Report every line of the records that contains the word "handle".

_ _ _ _ _ _ _

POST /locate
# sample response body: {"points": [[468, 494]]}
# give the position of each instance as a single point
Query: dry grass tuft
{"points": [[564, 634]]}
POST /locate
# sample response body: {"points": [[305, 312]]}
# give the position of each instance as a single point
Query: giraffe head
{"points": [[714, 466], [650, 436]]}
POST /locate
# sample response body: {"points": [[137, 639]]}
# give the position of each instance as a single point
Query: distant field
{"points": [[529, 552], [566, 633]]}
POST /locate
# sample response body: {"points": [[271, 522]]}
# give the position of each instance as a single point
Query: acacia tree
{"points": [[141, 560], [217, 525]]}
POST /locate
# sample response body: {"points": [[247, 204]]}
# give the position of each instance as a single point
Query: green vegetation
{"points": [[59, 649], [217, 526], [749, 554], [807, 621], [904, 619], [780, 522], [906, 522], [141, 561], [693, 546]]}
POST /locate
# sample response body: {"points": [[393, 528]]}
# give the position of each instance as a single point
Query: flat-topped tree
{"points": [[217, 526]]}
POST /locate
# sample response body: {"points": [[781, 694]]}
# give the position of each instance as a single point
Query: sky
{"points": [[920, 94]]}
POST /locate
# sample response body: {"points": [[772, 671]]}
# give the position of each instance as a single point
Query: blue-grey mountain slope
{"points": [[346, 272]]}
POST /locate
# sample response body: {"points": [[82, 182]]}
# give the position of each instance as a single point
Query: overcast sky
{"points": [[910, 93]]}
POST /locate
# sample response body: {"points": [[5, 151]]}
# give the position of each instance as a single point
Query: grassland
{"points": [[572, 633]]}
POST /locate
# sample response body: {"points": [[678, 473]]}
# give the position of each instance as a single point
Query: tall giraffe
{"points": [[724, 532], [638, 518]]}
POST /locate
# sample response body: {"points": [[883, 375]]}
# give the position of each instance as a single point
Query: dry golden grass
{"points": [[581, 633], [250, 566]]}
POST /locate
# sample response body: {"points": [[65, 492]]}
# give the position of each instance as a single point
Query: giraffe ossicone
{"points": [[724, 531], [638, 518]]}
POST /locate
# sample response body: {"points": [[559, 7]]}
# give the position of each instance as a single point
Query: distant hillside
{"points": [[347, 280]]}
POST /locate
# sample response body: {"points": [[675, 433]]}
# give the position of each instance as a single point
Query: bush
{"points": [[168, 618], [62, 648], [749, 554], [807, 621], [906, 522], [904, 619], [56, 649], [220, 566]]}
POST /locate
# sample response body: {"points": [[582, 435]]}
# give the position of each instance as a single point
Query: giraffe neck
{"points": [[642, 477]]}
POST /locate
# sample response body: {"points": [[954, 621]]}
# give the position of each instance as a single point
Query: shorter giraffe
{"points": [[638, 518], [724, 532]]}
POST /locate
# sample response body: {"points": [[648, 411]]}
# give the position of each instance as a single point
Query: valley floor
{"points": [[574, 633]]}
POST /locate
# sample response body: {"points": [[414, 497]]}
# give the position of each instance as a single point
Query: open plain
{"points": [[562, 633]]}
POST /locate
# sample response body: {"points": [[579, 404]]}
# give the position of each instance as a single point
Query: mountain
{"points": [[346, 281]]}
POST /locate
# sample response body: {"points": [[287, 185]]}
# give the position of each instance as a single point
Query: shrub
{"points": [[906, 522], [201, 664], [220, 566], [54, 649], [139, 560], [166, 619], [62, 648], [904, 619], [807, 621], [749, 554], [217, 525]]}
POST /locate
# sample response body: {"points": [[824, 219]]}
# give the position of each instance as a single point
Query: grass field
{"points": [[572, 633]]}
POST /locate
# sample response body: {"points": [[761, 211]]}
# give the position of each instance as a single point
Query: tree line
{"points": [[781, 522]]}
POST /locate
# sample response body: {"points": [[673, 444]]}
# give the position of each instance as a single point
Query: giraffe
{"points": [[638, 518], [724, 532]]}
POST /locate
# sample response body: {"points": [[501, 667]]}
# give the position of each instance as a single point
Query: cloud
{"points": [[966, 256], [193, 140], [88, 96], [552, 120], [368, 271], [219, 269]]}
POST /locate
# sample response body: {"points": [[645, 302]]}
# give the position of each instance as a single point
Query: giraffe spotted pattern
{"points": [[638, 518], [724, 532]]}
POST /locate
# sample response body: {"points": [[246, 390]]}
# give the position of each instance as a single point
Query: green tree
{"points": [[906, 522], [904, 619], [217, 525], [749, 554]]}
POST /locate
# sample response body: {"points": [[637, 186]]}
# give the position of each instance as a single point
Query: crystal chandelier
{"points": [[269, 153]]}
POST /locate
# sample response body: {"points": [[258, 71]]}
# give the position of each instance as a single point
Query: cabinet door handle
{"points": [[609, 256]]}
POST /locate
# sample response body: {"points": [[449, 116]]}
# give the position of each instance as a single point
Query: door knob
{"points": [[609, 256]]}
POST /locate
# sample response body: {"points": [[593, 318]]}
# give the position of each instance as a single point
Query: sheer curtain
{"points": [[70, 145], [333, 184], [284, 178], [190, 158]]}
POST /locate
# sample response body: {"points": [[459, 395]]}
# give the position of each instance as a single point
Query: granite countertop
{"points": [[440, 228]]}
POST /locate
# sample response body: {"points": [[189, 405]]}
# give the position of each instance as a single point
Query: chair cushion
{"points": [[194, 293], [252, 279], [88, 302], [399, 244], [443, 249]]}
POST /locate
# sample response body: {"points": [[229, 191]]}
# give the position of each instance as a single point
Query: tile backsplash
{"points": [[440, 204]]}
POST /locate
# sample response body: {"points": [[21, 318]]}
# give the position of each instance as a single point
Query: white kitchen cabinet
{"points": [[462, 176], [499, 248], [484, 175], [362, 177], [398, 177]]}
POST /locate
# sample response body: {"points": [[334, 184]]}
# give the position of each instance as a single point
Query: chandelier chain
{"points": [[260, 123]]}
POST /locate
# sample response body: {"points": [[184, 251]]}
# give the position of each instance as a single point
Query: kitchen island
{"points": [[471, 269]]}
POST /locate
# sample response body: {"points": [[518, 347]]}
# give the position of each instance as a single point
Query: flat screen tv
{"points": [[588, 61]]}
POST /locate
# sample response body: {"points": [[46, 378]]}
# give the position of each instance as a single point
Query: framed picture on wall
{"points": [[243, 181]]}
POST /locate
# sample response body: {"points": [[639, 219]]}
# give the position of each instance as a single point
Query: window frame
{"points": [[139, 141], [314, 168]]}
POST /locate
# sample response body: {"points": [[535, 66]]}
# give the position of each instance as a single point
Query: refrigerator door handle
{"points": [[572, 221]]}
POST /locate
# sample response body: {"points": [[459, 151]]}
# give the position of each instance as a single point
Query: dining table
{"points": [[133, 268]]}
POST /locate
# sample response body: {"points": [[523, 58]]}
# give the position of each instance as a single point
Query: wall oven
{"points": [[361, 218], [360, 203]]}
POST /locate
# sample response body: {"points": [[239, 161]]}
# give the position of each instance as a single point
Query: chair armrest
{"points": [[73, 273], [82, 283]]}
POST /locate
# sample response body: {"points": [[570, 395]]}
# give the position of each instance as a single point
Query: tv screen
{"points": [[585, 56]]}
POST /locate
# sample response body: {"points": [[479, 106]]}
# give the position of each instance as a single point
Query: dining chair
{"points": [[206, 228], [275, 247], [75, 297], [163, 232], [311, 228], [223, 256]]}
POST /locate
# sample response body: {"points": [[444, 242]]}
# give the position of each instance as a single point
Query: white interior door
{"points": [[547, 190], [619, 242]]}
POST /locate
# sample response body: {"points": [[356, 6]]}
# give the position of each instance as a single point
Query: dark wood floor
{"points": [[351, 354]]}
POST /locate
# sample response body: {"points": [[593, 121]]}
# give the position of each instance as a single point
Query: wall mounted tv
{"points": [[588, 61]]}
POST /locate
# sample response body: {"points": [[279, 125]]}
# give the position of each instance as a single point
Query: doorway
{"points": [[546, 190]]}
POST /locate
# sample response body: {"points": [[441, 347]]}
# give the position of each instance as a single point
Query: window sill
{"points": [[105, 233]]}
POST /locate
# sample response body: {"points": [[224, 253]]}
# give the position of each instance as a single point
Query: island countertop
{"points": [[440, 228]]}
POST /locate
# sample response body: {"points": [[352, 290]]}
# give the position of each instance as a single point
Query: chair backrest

_ _ _ _ _ _ _

• [Output]
Query: cabinet door handle
Query: refrigerator door handle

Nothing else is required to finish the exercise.